__TEXT__:

--- START ---

Step 1: Conversion to the target model

Internally, all models are mapped to the Beacon v2 Models.

%%{init: {'theme':'neutral'}}%% graph LR subgraph "Step 1:Conversion to Beacon v2 Models" B[Phenopackets v2] -->|pxf2bff| A C[REDCap] -->|redcap2bff| A[Beacon v2 Models] D[OMOP-CDM] -->|omop2bff| A E[CDISC-ODM] -->|cdisc2bff| A G[CSV] -->|csv2bff| A end subgraph "Step 2:BFF to PXF" A --> |bff2pxf| F[Phenopackets v2] end style A fill: #6495ED, stroke: #6495ED style B fill: #FF7F50, stroke: #FF7F50 style C fill: #FF6965, stroke: #FF6965 style D fill: #3CB371, stroke: #3CB371 style E fill: #DDA0DD, stroke: #DDA0DD style F fill: #FF7F50, stroke: #FF7F50 style G fill: #FFFF00, stroke: #FFFF00
Convert-Pheno internal mapping steps
Why use Beacon v2 as the target model?
  • JSON Schema Utilization: Beacon v2 employs JSON Schema for model content definition, facilitating transparency and accessibility in a collaborative environment compared to Phenopackets' Protobuf usage.
  • Accommodation of Additional Properties: The Beacon v2 Models schema permits additional properties, enhancing adaptability and enabling near-lossless conversion, especially when using JSON in non-relational databases.

--- END ---

Stored records:
--- START ---

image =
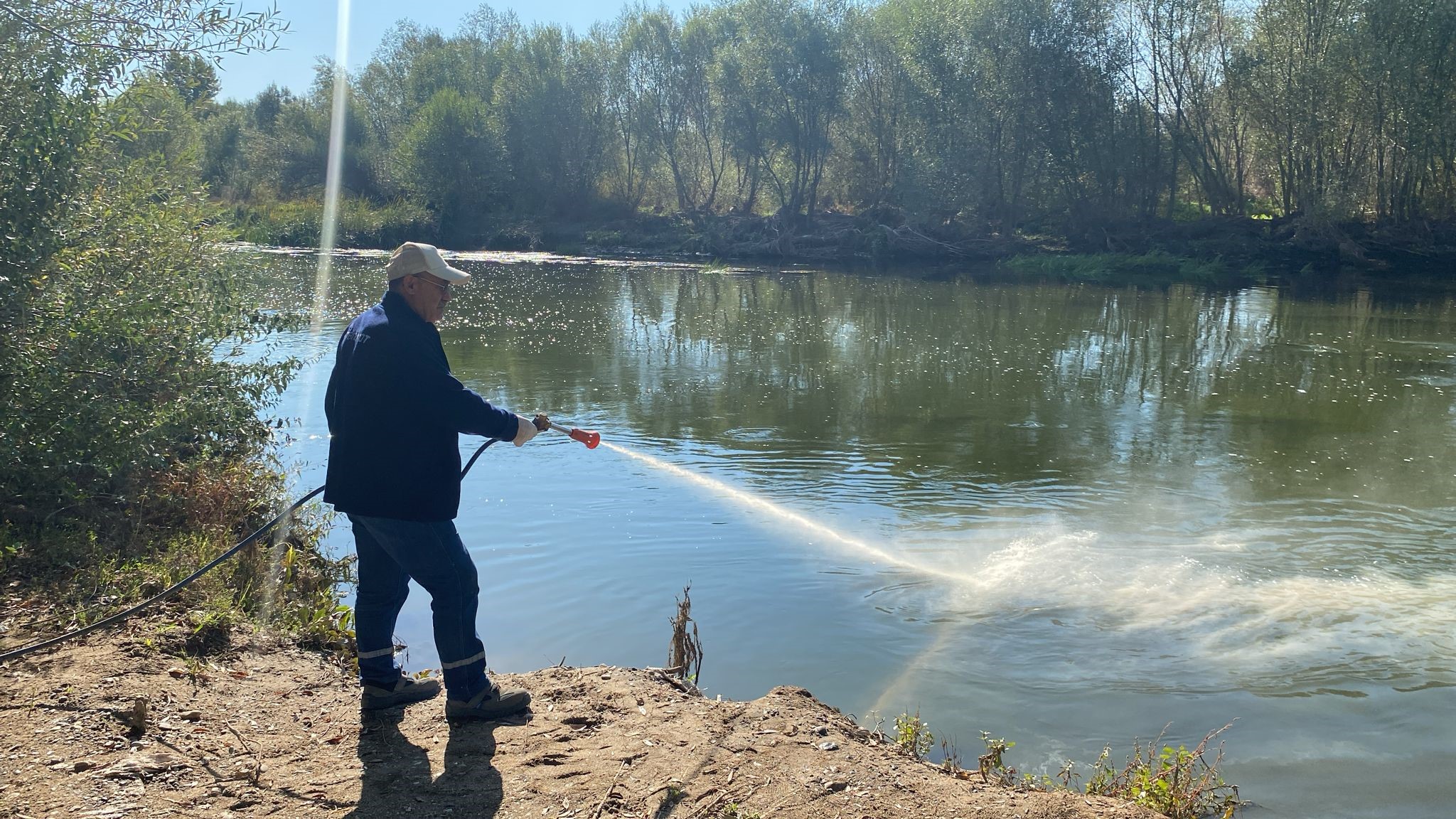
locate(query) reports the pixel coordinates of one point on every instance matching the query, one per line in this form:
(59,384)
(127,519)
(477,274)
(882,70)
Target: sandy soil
(269,730)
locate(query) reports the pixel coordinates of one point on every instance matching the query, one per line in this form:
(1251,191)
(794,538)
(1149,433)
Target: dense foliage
(130,414)
(993,115)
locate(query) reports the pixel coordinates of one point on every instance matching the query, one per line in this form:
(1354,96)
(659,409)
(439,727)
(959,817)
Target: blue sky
(312,33)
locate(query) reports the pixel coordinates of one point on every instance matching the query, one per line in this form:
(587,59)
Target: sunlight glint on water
(328,230)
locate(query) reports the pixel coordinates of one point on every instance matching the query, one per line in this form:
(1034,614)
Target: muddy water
(1064,515)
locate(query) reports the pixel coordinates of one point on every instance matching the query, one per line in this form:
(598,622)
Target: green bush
(126,365)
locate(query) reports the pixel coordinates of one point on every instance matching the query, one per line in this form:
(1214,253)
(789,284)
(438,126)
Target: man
(395,414)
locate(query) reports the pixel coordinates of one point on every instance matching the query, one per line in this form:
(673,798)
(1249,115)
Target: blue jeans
(390,554)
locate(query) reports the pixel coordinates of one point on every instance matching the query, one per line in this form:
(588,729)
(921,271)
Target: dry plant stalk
(685,653)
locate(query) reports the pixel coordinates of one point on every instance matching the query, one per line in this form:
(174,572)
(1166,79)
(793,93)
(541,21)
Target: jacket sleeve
(436,395)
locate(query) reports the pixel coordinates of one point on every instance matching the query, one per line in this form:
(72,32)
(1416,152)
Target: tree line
(134,436)
(996,115)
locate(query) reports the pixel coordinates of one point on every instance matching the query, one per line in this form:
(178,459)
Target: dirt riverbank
(112,729)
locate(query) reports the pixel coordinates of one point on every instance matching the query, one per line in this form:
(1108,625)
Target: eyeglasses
(443,287)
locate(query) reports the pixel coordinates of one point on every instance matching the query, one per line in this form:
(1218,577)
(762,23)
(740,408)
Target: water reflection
(1078,493)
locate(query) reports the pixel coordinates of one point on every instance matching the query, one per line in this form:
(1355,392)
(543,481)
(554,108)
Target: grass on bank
(1130,269)
(1179,783)
(137,442)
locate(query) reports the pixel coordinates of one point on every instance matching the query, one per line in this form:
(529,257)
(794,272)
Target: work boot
(405,691)
(490,705)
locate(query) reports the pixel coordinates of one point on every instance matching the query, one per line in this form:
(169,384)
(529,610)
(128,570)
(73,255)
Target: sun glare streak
(328,230)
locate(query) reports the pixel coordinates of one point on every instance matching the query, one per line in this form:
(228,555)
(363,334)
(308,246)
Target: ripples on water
(1062,513)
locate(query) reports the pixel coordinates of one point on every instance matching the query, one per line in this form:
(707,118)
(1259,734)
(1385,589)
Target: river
(1066,515)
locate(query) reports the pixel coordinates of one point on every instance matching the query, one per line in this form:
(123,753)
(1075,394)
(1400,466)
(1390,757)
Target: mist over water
(1064,515)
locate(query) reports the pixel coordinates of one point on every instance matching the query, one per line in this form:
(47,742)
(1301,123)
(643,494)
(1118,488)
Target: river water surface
(1066,515)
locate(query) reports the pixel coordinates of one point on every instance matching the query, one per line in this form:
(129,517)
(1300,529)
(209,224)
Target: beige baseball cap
(417,257)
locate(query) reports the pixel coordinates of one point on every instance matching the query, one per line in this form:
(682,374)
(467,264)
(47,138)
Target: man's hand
(525,430)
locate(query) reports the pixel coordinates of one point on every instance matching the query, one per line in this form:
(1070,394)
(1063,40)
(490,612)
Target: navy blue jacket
(395,414)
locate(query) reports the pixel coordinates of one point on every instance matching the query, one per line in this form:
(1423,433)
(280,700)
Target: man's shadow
(397,773)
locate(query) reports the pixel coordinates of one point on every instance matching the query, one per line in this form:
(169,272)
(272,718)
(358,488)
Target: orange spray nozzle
(589,437)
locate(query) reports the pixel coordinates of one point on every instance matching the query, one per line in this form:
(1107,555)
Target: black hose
(188,580)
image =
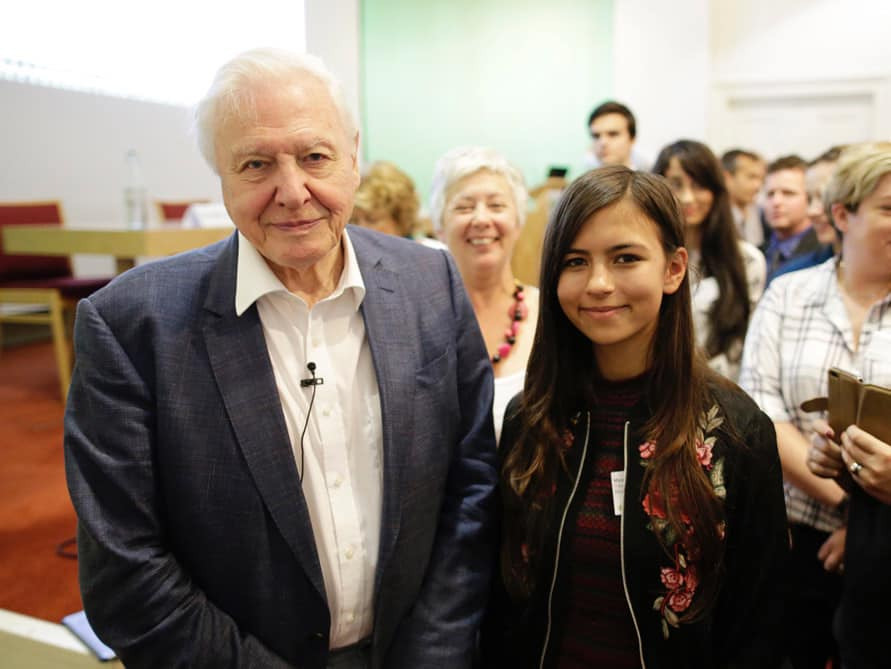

--- END ---

__ABOUT THIS TASK__: Continue the text about converting data to the Beacon v2 Models, picking up after its last sentence.

__TASK RESULT__:
  • Beacon v2 API Compatibility: The BFF is directly compatible with the Beacon v2 API ecosystem, a feature not available in Phenopackets without additional mapping.
  • Expansion Possibility: Being based at CNAG, a genomics institution, the potential to extend Convert-Pheno's mapping to encompass other Beacon v2 entities was a significant consideration.
  • Overlap with Phenopackets v2: Despite minor differences in nomenclature or hierarchy, many essential terms remain identical, encouraging interoperability.

Schema mapping

When starting a new conversion between two data models, the first step is to map variables between the two data schemas. At the time of writting this (Sep-2023) the mapping of variables is still performed manually by human brains 😰.

Mapping strategy: External or hardcoded?

In the early stages of development, we explored the possibility of employing configuration files to guide the mapping process as an alternative to hardcoded solutions. However, JSON data structures' complexity, mainly due to nesting, made this approach impractical for most scenarios, except for REDCap and CDISC-ODM data, which are mapped to Beacon v2 Models via configuration files.

In the Mapping tables section (accessible via the 'Technical Details' tab on the left navigation bar), we outline the equivalencies between different schemas. These tables fulfill several purposes:

  1. It's a quick way to help out the Health Data community.
  2. Experts can check it out and suggest changes without digging into all the code.
  3. If you want to chip in and create a new conversion, you can start by making a mapping table.

Notice

Please note that accurately mapping, even between two standards, is a substantial undertaking. While we possess expertise in certain areas, we certainly don't claim mastery in all 🙏. We sincerely welcome any suggestions or feedback.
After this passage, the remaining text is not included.